Recorded information
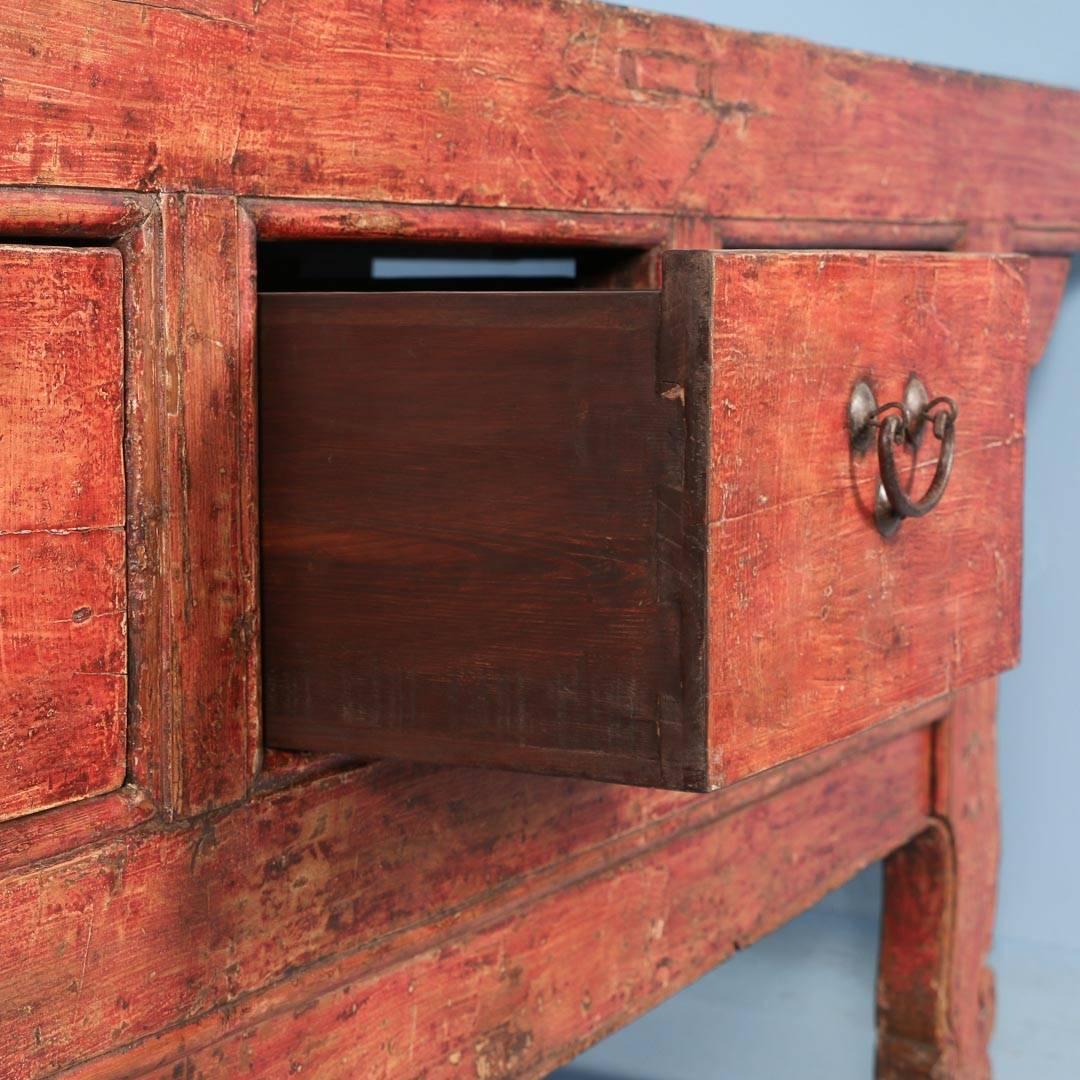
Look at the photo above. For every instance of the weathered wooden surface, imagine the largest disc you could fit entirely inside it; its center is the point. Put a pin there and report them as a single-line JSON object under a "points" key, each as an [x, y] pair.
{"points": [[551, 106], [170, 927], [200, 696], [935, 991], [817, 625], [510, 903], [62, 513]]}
* * *
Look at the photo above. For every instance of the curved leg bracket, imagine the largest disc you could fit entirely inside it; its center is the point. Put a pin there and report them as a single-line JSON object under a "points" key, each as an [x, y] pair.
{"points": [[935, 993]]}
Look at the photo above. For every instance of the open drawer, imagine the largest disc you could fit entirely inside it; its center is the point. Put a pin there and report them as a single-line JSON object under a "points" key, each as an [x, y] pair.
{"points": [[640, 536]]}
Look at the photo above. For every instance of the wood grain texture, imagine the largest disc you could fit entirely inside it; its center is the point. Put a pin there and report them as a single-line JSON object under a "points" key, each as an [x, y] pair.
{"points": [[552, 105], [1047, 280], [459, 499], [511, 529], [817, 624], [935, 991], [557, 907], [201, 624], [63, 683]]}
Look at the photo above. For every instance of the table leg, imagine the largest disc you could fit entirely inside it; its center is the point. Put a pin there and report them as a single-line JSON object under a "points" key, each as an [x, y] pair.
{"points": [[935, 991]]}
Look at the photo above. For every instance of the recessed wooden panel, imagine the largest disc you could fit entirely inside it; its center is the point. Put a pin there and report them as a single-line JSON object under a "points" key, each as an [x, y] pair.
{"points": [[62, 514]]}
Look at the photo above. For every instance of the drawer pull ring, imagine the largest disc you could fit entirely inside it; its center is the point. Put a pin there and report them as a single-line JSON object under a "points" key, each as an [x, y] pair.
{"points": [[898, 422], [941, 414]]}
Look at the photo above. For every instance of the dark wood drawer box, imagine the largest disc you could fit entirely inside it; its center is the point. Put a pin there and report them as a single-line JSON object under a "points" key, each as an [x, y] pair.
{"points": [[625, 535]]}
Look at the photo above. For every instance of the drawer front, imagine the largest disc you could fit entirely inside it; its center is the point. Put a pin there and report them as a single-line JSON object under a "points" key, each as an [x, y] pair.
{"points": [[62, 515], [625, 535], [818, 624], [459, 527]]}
--
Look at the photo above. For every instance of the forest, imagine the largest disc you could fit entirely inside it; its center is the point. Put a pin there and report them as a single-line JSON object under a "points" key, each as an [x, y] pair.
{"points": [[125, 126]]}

Stated problem
Return each line of the material above that contains the word "wooden", copied in full.

The output
Look at the photo above. For every instance of the weathered wooden surface, imagine the largest disc you could fit entirely inside it; its center is the point. Put a pin there and report them as a single-line JSON object under a "points" key, each as an [x, y] pair.
Look at the photo above. For every instance of the recessed wooden panel, imagine the largest disc you could fit entirely inside it; its center is the point. Put a pin there and report them as a single-line JSON object under a "points" key, each as an [x, y] pair.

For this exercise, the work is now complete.